На одной из таких подбаз тайно побывал один из наших рабочих. Мы заметили – он заваривает себе чай из пачки сорта, которого у нас на складе не было.

-Откуда взял?

-Чукчи угостили.

-Когда? Они давно от нас откочевали.

-Я был у них на подбазе.

При первой же встрече стали выяснять обстоятельства. Смущаясь, оленеводы объясняли:

-Он пришел, когда наш человек был на подбазе, попросил чай в обмен на сапоги. Чай ему дали. Потом мы с сопки в бинокль видели – он опять приходил. Когда возвратились на подбазу, увидели – много чая забрал, выделанную шкуру забрал, рваные худые сапоги оставил. Ушел, а дверь не подпер колом. Мы не сердимся на него. Но зачем дверь оставил открытой, медведь мог зайти, все наши запасы испортить!

Открыли мы его чемоданчик - он набит пачками с чаем, там же лежит и прихваченная «на память» шкура. Заставили за все расплатиться. Для чукчей было удивительно, как это – взять чужое! Однажды в маршруте мы потеряли примус – где-то отвязался от седла, выпал из вьюка. Потеря небольшая, их у нас было 5 штук. Чукчи нашли этот примус и несли его, догоняя нас, километров 10 в сторону от своего пути: «Вот, вы потеряли, наверное, очень нужен!»

•••

**Что нужно сделать:**
(A) Какое расстояние чукчи прошли в сторону от своего пути с найденным примусом, согласно тексту о чукчах-оленеводах?
(B) Перепишите фрагмент текста о чукчах-оленеводах, который начинается словами «На одной из» и заканчивается словами «-Чукчи угостили.».
(C) Продолжите текст о чукчах-оленеводах, начав сразу после его последней фразы.
Перечень здесь никакой роли не играет.

**Представленные данные:**
•••

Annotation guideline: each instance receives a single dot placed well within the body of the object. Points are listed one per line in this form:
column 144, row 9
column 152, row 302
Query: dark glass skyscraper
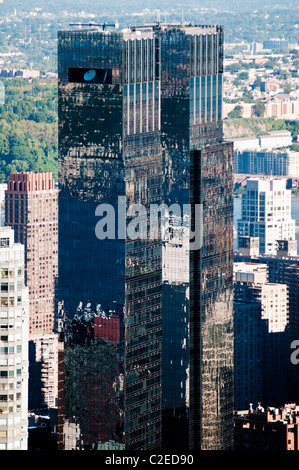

•••

**Ответы:**
(A) Около 10 километров.

(B)
На одной из таких подбаз тайно побывал один из наших рабочих. Мы заметили – он заваривает себе чай из пачки сорта, которого у нас на складе не было.

-Откуда взял?

-Чукчи угостили.

(C)
Был и такой случай. В сезон 1957 года остались у нас излишки овса, мешков 6, еще кое –какое имущество. Вывозить его на лошадях из района было накладно и мы решили все это залабазировать под навесом – авось, чукчам пригодится – их летняя стоянка располагалась рядом. Через год случайно попадаю на свою старую базу. Все лежит нетронутым, овес во-всю едят мыши. Иду на стоянку к оленеводам:

-Это же мы для вас оставили, почему не пользовались?

-Мы смотрим, все прибрано, значит, самим нужно будет.

Кончается чукотское лето, стада возвращаются в лесную зону, поближе к базовым поселкам совхозов; зимуют они на специально подобранных местах, богатых ягельником. Оленеводы живут в своем поселке, в отстроенных коттеджах, по очереди выезжая на дежурство в стадо.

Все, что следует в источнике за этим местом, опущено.